## [OBJECTIVE]
List every line in the records below that contains the word "boat".

== DATASET RECORDS ==

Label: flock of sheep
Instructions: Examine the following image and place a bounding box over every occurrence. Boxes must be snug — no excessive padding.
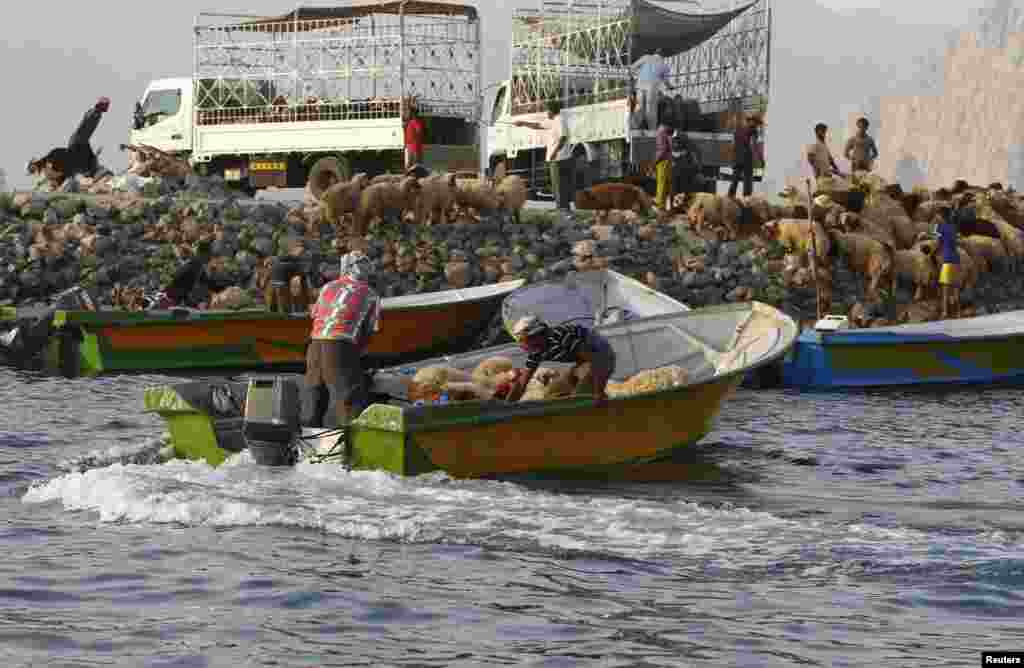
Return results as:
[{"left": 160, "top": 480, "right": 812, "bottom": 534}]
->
[{"left": 687, "top": 174, "right": 1024, "bottom": 325}]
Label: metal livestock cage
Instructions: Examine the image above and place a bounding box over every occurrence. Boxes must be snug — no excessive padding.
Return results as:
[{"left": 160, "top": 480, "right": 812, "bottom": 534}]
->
[{"left": 194, "top": 0, "right": 482, "bottom": 125}]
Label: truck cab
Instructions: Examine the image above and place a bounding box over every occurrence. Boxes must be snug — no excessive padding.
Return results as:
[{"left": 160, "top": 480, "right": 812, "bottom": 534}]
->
[{"left": 129, "top": 77, "right": 195, "bottom": 155}]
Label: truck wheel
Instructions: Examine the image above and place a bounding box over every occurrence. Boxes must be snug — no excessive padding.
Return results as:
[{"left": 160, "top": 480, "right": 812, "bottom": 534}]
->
[
  {"left": 306, "top": 156, "right": 352, "bottom": 199},
  {"left": 490, "top": 156, "right": 509, "bottom": 181}
]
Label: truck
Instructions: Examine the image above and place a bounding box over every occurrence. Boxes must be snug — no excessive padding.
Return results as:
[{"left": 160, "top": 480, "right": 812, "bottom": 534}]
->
[
  {"left": 129, "top": 0, "right": 482, "bottom": 194},
  {"left": 486, "top": 0, "right": 771, "bottom": 199}
]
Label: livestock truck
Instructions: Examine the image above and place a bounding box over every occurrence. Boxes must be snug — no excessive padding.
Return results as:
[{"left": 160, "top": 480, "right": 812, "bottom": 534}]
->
[
  {"left": 130, "top": 0, "right": 482, "bottom": 194},
  {"left": 485, "top": 0, "right": 771, "bottom": 199}
]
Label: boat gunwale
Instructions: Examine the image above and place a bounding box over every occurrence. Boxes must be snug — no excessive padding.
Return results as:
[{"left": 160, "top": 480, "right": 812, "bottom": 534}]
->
[
  {"left": 355, "top": 302, "right": 798, "bottom": 433},
  {"left": 502, "top": 269, "right": 693, "bottom": 319},
  {"left": 46, "top": 279, "right": 525, "bottom": 327}
]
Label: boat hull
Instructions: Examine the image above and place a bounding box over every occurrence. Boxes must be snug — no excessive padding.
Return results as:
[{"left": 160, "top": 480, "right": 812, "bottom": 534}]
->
[
  {"left": 781, "top": 330, "right": 1024, "bottom": 390},
  {"left": 351, "top": 375, "right": 741, "bottom": 478},
  {"left": 37, "top": 280, "right": 524, "bottom": 376}
]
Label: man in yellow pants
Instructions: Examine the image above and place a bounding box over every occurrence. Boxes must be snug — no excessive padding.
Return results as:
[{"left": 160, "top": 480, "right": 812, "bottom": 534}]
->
[
  {"left": 939, "top": 203, "right": 959, "bottom": 320},
  {"left": 654, "top": 114, "right": 672, "bottom": 212}
]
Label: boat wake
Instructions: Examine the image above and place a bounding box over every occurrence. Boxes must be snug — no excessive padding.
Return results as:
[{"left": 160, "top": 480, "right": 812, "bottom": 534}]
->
[
  {"left": 23, "top": 450, "right": 1024, "bottom": 579},
  {"left": 57, "top": 437, "right": 174, "bottom": 473}
]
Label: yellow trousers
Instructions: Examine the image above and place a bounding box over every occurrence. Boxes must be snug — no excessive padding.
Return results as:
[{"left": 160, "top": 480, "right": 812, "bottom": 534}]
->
[{"left": 654, "top": 160, "right": 672, "bottom": 209}]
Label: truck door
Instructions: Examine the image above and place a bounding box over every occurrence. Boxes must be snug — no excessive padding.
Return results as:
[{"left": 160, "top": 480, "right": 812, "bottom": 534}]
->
[
  {"left": 132, "top": 88, "right": 191, "bottom": 153},
  {"left": 487, "top": 83, "right": 509, "bottom": 162}
]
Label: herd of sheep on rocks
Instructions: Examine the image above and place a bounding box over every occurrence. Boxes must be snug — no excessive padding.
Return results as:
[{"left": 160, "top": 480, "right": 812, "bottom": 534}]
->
[{"left": 0, "top": 156, "right": 1024, "bottom": 327}]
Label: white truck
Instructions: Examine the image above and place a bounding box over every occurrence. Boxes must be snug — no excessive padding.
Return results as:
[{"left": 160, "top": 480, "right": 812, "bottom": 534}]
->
[
  {"left": 486, "top": 0, "right": 771, "bottom": 199},
  {"left": 130, "top": 0, "right": 481, "bottom": 193}
]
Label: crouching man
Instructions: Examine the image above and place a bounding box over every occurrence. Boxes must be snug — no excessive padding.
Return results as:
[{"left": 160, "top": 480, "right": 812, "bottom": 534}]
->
[
  {"left": 508, "top": 316, "right": 615, "bottom": 406},
  {"left": 301, "top": 251, "right": 380, "bottom": 439}
]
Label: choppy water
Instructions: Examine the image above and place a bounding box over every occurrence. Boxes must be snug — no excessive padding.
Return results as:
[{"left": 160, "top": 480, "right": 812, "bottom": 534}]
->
[{"left": 0, "top": 370, "right": 1024, "bottom": 667}]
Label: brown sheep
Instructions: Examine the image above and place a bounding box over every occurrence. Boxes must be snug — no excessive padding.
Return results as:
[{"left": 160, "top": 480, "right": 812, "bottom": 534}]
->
[
  {"left": 416, "top": 174, "right": 455, "bottom": 224},
  {"left": 839, "top": 216, "right": 900, "bottom": 249},
  {"left": 455, "top": 178, "right": 500, "bottom": 212},
  {"left": 761, "top": 219, "right": 831, "bottom": 266},
  {"left": 575, "top": 183, "right": 651, "bottom": 213},
  {"left": 495, "top": 174, "right": 527, "bottom": 223},
  {"left": 893, "top": 248, "right": 939, "bottom": 301},
  {"left": 987, "top": 216, "right": 1024, "bottom": 260},
  {"left": 352, "top": 176, "right": 420, "bottom": 237},
  {"left": 370, "top": 173, "right": 403, "bottom": 185},
  {"left": 686, "top": 193, "right": 740, "bottom": 240},
  {"left": 319, "top": 173, "right": 368, "bottom": 225},
  {"left": 959, "top": 235, "right": 1009, "bottom": 272},
  {"left": 829, "top": 231, "right": 893, "bottom": 299}
]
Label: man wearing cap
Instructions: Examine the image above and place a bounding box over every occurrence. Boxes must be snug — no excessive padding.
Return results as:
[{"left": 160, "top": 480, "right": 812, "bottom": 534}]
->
[
  {"left": 805, "top": 123, "right": 843, "bottom": 184},
  {"left": 157, "top": 240, "right": 211, "bottom": 308},
  {"left": 301, "top": 250, "right": 381, "bottom": 437},
  {"left": 843, "top": 118, "right": 879, "bottom": 172},
  {"left": 402, "top": 100, "right": 424, "bottom": 170},
  {"left": 28, "top": 97, "right": 111, "bottom": 191},
  {"left": 508, "top": 316, "right": 615, "bottom": 405},
  {"left": 632, "top": 48, "right": 673, "bottom": 131},
  {"left": 729, "top": 114, "right": 761, "bottom": 198}
]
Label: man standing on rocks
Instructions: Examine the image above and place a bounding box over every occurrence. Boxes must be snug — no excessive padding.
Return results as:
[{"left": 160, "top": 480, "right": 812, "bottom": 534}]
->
[
  {"left": 654, "top": 114, "right": 672, "bottom": 213},
  {"left": 403, "top": 100, "right": 424, "bottom": 170},
  {"left": 939, "top": 194, "right": 971, "bottom": 320},
  {"left": 515, "top": 100, "right": 575, "bottom": 216},
  {"left": 806, "top": 123, "right": 842, "bottom": 185},
  {"left": 29, "top": 97, "right": 111, "bottom": 191},
  {"left": 301, "top": 250, "right": 381, "bottom": 445},
  {"left": 729, "top": 114, "right": 761, "bottom": 198},
  {"left": 157, "top": 240, "right": 212, "bottom": 308},
  {"left": 633, "top": 48, "right": 672, "bottom": 131},
  {"left": 843, "top": 118, "right": 879, "bottom": 172}
]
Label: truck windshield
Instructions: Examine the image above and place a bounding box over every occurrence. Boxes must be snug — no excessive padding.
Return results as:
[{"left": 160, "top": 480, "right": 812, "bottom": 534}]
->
[
  {"left": 490, "top": 86, "right": 508, "bottom": 125},
  {"left": 142, "top": 88, "right": 181, "bottom": 127}
]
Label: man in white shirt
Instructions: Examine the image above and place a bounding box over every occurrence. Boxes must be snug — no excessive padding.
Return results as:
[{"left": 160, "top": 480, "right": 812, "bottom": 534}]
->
[
  {"left": 806, "top": 123, "right": 843, "bottom": 180},
  {"left": 633, "top": 48, "right": 673, "bottom": 132},
  {"left": 515, "top": 101, "right": 575, "bottom": 213}
]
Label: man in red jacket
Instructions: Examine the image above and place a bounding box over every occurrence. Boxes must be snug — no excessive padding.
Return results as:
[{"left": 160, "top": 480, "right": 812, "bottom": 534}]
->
[{"left": 402, "top": 102, "right": 424, "bottom": 170}]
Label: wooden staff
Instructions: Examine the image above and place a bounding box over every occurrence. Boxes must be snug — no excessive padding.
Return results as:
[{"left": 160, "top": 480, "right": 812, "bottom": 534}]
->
[{"left": 807, "top": 178, "right": 824, "bottom": 320}]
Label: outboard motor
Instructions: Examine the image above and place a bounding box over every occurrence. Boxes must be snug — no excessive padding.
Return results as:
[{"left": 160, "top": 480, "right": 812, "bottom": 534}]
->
[{"left": 243, "top": 376, "right": 301, "bottom": 466}]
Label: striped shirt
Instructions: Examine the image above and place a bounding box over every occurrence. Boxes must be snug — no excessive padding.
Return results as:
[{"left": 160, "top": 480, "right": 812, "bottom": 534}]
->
[{"left": 526, "top": 325, "right": 590, "bottom": 371}]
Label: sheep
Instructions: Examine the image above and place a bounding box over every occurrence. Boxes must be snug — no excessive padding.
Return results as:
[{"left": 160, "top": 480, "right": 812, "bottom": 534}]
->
[
  {"left": 893, "top": 248, "right": 939, "bottom": 301},
  {"left": 961, "top": 235, "right": 1009, "bottom": 272},
  {"left": 495, "top": 174, "right": 526, "bottom": 224},
  {"left": 761, "top": 219, "right": 831, "bottom": 264},
  {"left": 828, "top": 231, "right": 893, "bottom": 298},
  {"left": 840, "top": 216, "right": 900, "bottom": 249},
  {"left": 575, "top": 183, "right": 651, "bottom": 218},
  {"left": 686, "top": 193, "right": 740, "bottom": 240},
  {"left": 416, "top": 174, "right": 456, "bottom": 224},
  {"left": 319, "top": 173, "right": 368, "bottom": 225},
  {"left": 352, "top": 176, "right": 420, "bottom": 237},
  {"left": 455, "top": 178, "right": 501, "bottom": 213}
]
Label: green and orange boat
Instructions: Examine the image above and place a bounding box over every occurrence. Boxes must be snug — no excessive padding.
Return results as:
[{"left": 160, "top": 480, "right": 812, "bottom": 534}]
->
[
  {"left": 145, "top": 302, "right": 798, "bottom": 477},
  {"left": 0, "top": 280, "right": 524, "bottom": 377}
]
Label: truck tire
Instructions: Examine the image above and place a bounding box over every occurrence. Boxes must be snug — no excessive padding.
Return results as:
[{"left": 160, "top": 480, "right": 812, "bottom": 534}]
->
[
  {"left": 488, "top": 156, "right": 509, "bottom": 181},
  {"left": 306, "top": 156, "right": 352, "bottom": 199}
]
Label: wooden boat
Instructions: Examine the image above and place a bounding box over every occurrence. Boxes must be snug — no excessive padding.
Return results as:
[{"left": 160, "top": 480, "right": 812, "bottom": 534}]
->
[
  {"left": 145, "top": 303, "right": 797, "bottom": 477},
  {"left": 2, "top": 280, "right": 524, "bottom": 376},
  {"left": 502, "top": 269, "right": 689, "bottom": 329},
  {"left": 781, "top": 310, "right": 1024, "bottom": 390}
]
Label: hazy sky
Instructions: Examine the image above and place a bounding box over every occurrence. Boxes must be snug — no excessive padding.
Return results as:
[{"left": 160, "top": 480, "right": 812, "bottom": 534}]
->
[{"left": 0, "top": 0, "right": 982, "bottom": 186}]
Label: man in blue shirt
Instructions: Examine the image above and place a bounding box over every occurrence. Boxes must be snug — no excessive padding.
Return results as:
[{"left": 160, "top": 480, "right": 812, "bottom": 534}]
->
[
  {"left": 939, "top": 194, "right": 972, "bottom": 320},
  {"left": 633, "top": 48, "right": 672, "bottom": 131}
]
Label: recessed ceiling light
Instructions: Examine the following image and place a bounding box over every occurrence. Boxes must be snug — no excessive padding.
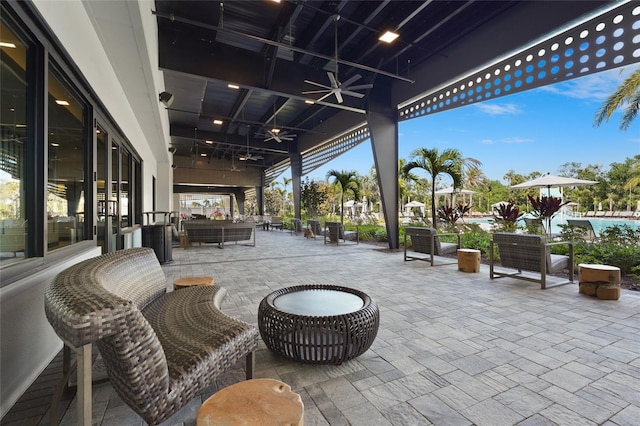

===

## [RESULT OF THE TASK]
Label: boat gunwale
Label: boat hull
Label: boat wake
Label: green and orange boat
Label: wooden boat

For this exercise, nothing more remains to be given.